> **Passage shown**
------------
Exercise, heat shock proteins and insulin resistance

Abstract

Best known as chaperones, heat shock proteins (HSPs) also have roles in cell signalling and regulation of metabolism. Rodent studies demonstrate that heat treatment, transgenic overexpression and pharmacological induction of HSP72 prevent high-fat diet-induced glucose intolerance and skeletal muscle insulin resistance. Overexpression of skeletal muscle HSP72 in mice has been shown to increase endurance running capacity nearly twofold and increase mitochondrial content by 50%. A positive correlation between HSP72 mRNA expression and mitochondrial enzyme activity has been observed in human skeletal muscle, and HSP72 expression is markedly decreased in skeletal muscle of insulin resistant and type 2 diabetic patients. In addition, decreased levels of HSP72 correlate with insulin resistance and non-alcoholic fatty liver disease progression in livers from obese patients. These data suggest the targeted induction of HSPs could be a therapeutic approach for preventing metabolic disease by maintaining the body's natural stress response. Exercise elicits a number of metabolic adaptations and is a powerful tool in the prevention and treatment of insulin resistance. Exercise training is also a stimulus for increased HSP expression. Although the underlying mechanism(s) for exercise-induced HSP expression are currently unknown, the HSP response may be critical for the beneficial metabolic effects of exercise. Exercise-induced extracellular HSP release may also contribute to metabolic homeostasis by actively restoring HSP72 content in insulin resistant tissues containing low endogenous levels of HSPs.This article is part of the theme issue 'Heat shock proteins as modulators and therapeutic targets of chronic disease: an integrated perspective'.

Keywords: aerobic capacity; heat treatment; inflammation; mitochondria; skeletal muscle.

Figure 1.
------------
> **Exercise 1**
In the abstract on exercise and heat shock proteins, by how much did overexpressing skeletal muscle HSP72 in mice increase mitochondrial content?
> **Exercise 2**
List every keyword given for the abstract on exercise and heat shock proteins.
> **Exercise 3**
Write the next part of the abstract on exercise, heat shock proteins and insulin resistance, starting after its final line.
------------
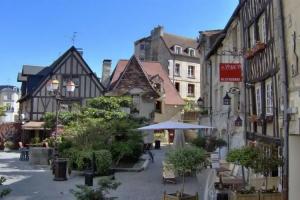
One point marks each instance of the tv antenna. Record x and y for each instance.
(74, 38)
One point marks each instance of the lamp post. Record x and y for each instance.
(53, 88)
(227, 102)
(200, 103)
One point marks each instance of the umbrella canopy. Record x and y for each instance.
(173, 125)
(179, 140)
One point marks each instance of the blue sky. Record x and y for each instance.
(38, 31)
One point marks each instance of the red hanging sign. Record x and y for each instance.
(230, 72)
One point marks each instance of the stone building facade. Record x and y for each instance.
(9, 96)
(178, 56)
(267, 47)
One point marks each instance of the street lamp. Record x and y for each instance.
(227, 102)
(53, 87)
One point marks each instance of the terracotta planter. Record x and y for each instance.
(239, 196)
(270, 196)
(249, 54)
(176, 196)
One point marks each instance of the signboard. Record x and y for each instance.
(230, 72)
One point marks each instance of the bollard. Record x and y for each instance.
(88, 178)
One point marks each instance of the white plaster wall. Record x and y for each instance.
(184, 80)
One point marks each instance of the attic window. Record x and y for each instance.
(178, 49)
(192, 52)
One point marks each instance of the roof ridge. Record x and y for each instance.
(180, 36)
------------
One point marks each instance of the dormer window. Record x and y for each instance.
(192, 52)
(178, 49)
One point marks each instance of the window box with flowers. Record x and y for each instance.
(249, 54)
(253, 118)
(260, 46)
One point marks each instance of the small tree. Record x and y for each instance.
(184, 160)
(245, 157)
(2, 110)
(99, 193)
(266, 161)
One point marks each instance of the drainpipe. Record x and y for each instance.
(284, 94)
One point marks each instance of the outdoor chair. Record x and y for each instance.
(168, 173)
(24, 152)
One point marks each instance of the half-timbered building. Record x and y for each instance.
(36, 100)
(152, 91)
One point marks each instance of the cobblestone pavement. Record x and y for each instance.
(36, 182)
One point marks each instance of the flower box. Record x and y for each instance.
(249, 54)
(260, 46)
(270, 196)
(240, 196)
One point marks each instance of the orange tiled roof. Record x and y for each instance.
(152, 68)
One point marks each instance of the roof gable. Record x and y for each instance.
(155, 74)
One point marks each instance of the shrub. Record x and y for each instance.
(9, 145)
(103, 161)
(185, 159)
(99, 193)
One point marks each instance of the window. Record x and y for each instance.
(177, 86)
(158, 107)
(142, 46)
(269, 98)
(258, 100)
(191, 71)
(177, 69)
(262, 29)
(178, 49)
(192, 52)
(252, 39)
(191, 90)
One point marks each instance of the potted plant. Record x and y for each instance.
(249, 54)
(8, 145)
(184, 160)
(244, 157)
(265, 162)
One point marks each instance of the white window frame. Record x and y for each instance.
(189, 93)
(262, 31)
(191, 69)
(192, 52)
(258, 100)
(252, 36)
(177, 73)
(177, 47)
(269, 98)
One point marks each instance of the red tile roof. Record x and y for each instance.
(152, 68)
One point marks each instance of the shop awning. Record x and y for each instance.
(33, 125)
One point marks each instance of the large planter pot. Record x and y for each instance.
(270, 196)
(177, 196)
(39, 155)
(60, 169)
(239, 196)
------------
> **Answer section 1**
By 50%.

> **Answer section 2**
aerobic capacity; heat treatment; inflammation; mitochondria; skeletal muscle

> **Answer section 3**
Targeting heat shock proteins in the prevention of insulin resistance. Schematic depicting the timeline of metabolic disease from insulin resistance to type 2 diabetes. Insulin resistance can persist for 10–12 years prior to clinical diagnosis of type 2 diabetes, a time period that represents an increased risk for cardiovascular disease, obesity and type 2 diabetes. During insulin resistance, insulin secretion (red line) from pancreatic beta cells increases in an effort to maintain blood glucose (blue line). Insulin sensitivity declines (yellow line) resulting in a gradual increase in blood glucose and the development of type 2 diabetes. Insulin resistance represents a window of time when progression towards more severe metabolic disease can be prevented by lifestyle interventions like diet and exercise. HSPs are robustly induced by exercise, and HSP72 mRNA and protein expression are significantly reduced in the skeletal muscle of type 2 diabetic patients. However, very little is known about HSP expression patterns and regulation during insulin resistance. We hypothesize that HSP72 expression, in particular, may demonstrate an inverted parabolic relationship wherein initial increases in HSP72 combat metabolic dysfunction, but expression levels eventually peak and decline with disease severity and time spent under metabolic strain (solid green line). Exercise and heat treatment represent potential targeted therapies that could maintain and even increase HSP expression to prevent metabolic disease (dashed green line).